**STATED GOAL:** Copy every one of the records below word for word, but leave out the pictures.

**TASK DATA:**
+ + + + +

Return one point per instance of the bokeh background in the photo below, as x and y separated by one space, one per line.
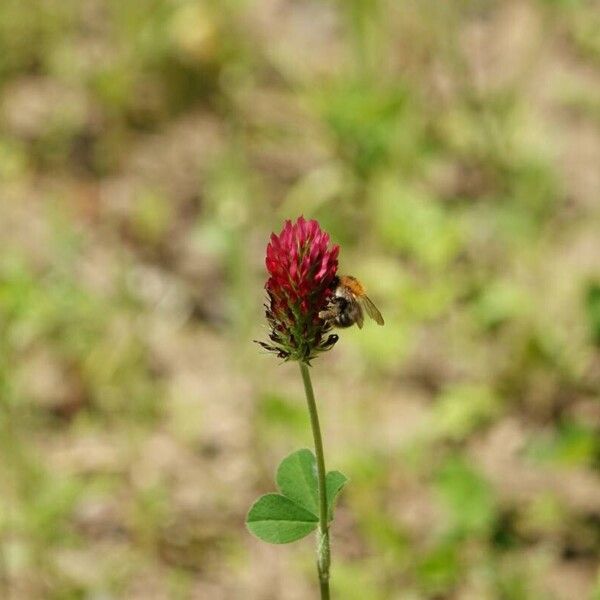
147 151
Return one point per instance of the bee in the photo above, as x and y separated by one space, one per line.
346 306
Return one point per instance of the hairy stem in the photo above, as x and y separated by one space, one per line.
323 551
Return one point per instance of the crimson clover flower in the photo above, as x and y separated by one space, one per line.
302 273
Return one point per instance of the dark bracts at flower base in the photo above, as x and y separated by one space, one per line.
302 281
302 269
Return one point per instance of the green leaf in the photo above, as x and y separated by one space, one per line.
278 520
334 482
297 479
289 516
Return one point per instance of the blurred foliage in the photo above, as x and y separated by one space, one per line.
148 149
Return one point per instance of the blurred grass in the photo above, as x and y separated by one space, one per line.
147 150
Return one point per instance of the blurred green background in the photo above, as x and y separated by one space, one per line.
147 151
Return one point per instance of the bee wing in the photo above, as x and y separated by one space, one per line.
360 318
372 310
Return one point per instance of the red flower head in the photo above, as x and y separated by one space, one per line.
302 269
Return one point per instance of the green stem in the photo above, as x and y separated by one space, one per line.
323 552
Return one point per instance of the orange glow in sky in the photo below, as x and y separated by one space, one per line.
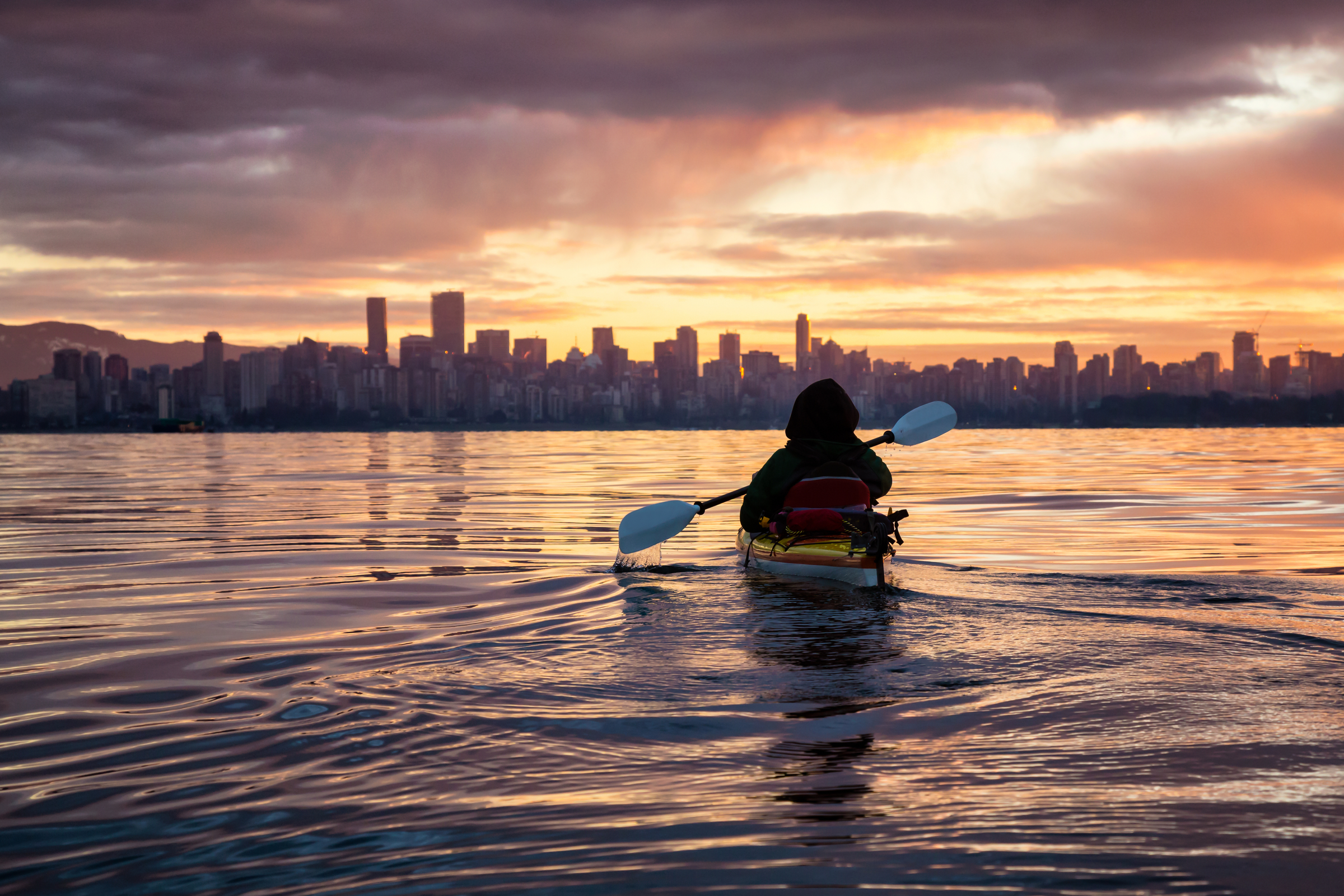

+ + + + +

**RESULT FOR THIS TASK:**
Return one point per instance of the bokeh background in the photo below, as x and y separated by one space, one per line.
147 151
Return one point per instance of the bee in the photo above, as x and y separated by one space, one per line.
346 306
Return one point per instance of the hairy stem in the photo above, as x and y separated by one space, one per line.
323 551
Return one point per instance of the crimson clover flower in the photo above, as x and y separated by one space, one per line.
302 273
Return one point per instance of the dark bracts at flower base in the photo above, as x and y separated by one space, one per line.
302 281
302 269
Return one point per instance of the green leaf in the photo above, as x and y separated by one space, one per line.
278 520
334 482
297 479
289 516
Return one point per instance of the blurred foliage in the photo above, as x and y separated by one space, one per line.
148 149
Return one point per instance of the blurred grass in the photo above, as x and y separated by one space, one per line.
147 150
Return one point per instance of the blurred green background in the photo above, as x and y separated by one space, one per line.
147 151
Return one point per instance of the bee wing in the photo above, as x and y separated by one space, one per line.
360 318
372 310
Return one point per instance of the red flower head in the photo above, as x and y separated by one space, one per line.
302 269
Return one point per instance of the green stem in the photo above, as x and y separated by one space, one per line.
323 552
Return one point per instance of the orange glow in sky in the photo below, as x and y separated by one space, one per line.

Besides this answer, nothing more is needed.